Try it.
Search the material below for the string "could" and copy each line where it appears.

/---

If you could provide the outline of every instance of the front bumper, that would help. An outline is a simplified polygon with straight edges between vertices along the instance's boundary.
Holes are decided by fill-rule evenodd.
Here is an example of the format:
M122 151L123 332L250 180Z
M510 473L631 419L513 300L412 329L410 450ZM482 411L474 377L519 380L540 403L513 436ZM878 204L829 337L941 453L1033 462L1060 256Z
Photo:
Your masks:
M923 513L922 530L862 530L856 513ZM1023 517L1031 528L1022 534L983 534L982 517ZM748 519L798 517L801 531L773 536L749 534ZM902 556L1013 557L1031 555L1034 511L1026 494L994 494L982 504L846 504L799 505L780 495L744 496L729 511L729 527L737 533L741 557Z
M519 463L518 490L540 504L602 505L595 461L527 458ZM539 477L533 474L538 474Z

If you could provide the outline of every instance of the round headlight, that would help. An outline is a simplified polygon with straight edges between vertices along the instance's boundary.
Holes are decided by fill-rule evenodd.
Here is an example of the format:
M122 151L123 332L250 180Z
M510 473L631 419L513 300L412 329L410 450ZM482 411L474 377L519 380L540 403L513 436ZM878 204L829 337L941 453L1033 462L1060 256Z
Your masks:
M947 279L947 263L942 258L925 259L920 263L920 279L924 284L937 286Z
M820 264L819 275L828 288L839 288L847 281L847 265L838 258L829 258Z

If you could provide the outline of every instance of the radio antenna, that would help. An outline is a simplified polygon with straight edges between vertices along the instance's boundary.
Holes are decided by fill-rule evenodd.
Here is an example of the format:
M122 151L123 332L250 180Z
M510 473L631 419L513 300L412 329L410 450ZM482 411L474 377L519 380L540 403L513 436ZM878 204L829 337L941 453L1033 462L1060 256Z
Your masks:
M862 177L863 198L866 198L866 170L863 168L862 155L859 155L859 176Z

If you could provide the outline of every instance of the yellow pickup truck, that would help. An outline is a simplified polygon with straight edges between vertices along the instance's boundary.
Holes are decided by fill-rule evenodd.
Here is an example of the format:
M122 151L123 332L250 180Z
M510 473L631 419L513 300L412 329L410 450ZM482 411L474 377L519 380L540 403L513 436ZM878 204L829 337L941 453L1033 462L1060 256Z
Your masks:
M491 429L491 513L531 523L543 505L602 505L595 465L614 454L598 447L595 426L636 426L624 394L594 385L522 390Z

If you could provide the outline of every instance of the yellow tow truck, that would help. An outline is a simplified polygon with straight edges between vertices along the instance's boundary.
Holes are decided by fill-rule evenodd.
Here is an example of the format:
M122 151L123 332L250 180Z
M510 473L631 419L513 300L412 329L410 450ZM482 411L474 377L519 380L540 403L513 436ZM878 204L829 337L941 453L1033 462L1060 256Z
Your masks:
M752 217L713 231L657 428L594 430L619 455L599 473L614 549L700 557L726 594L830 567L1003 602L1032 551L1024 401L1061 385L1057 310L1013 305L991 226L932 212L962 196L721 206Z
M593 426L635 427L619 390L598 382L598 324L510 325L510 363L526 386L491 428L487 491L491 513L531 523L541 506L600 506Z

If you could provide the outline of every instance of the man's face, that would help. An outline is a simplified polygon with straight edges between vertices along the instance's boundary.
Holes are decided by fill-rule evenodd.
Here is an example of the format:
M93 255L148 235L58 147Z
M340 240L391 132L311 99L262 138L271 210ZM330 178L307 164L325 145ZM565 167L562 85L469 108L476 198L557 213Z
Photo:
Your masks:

\---

Your solution.
If you could provide the outline of every instance of the front bumper, that would help. An outline is a simplified polygon with straight edges between vertices along the instance's boundary.
If you could provide the outline of every instance of the round headlight, that would help. An outline is a simplified polygon with straight edges between vertices along the instance's boundary.
If you could provide the outline of every instance of the radio antenna, that would help. An outline is a simplified polygon with straight edges between vertices along the instance's boundary.
If you could provide the outline of every instance of the yellow pickup truck, that would help. An outline is a simplified polygon with straight edges between vertices along the instance's boundary.
If you could provide the outline of every instance of the yellow tow truck, that would help. An outline is a simplified polygon with straight edges between vertices along the instance's boundary.
If you could provide the outline of every instance of the man's face, that would help. An outline is a simplified polygon with straight edges between vertices along the instance's boundary.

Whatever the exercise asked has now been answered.